(Your task)
Return each line of the material below with no changes at all.

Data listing

..........

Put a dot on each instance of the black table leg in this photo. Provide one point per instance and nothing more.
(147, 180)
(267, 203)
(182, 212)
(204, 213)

..........

(Solved problem)
Put a dot on each instance of the black table leg in this photo. Provide one point per instance and nothing more.
(147, 180)
(267, 203)
(182, 212)
(204, 213)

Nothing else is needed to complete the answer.